[Excerpted records]
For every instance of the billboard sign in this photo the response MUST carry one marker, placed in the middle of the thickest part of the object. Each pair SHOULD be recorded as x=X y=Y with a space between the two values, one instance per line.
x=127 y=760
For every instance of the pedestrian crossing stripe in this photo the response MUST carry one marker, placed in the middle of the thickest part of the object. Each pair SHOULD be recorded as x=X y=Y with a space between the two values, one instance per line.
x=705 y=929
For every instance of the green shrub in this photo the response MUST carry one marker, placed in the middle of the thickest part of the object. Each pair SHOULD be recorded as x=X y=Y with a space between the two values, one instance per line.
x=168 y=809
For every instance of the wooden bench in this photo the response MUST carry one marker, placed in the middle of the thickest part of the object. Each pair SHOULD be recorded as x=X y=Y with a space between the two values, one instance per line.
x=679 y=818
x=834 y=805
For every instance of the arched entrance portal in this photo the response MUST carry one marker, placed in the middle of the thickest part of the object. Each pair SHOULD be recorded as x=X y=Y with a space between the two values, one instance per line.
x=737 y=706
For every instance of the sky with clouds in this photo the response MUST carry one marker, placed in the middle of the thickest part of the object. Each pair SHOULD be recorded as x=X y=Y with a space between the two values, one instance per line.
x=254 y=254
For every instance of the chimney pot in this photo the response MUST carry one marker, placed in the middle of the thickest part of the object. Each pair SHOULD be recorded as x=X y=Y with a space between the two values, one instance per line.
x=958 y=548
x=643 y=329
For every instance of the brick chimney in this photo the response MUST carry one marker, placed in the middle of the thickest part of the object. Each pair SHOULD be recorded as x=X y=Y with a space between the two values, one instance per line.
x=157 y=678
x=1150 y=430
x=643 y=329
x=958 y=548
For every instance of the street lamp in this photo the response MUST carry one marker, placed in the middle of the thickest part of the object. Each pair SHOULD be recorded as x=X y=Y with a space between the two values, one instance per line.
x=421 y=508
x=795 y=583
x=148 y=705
---
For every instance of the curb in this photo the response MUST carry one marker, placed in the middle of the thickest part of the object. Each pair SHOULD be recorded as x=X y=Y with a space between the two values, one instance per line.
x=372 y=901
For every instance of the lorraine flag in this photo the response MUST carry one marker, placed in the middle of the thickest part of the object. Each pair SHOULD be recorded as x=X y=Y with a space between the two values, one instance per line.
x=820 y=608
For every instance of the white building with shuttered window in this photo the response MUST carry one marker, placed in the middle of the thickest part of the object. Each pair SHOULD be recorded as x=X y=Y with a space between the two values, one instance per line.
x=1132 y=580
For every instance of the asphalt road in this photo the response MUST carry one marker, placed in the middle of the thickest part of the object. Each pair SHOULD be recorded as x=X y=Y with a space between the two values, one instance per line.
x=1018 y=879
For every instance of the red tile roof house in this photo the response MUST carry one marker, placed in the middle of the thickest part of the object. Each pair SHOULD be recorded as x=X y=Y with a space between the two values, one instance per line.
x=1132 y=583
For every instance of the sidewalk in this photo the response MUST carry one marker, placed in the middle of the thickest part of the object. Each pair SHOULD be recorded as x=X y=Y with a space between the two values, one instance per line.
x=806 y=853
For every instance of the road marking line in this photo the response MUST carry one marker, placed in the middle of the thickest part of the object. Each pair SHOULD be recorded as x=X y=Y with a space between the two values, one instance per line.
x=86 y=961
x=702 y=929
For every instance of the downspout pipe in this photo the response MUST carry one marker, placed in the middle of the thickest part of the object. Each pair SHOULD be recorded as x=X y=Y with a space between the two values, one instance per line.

[Aim of the task] Rewrite every line of the records from the line containing "For every instance of the red" to the line containing "For every instance of the downspout", both included, in full, adding 73 to each x and y coordinate value.

[The output]
For every instance of the red tile roof house in this photo the response MUST carry one marker, placed in the middle of the thickest part of the object. Each pair SHOULD be recorded as x=X y=Y with a space between the two values, one instance per line.
x=1205 y=656
For every instance of the sidewalk in this photo the response MUST carry one marker, placed in the middle of the thickest part of the object. Each pair SHOULD be recorded as x=X y=Y with a space between the two values, one instance per line.
x=879 y=926
For every instance of the road marking line in this photo the response MUST carry one marker, placed in the middle of the thickest part of the object. Each pair SHOULD be recorded as x=X y=Y with a space between the two values, one instance per line.
x=159 y=1034
x=775 y=1002
For every instance of the downspout pipe in this photo the response MUST carry one marker, placed in the middle of the thickest part of the object. Each pair SHOULD be recorded as x=X y=Y with a space between the two values, one instance per line.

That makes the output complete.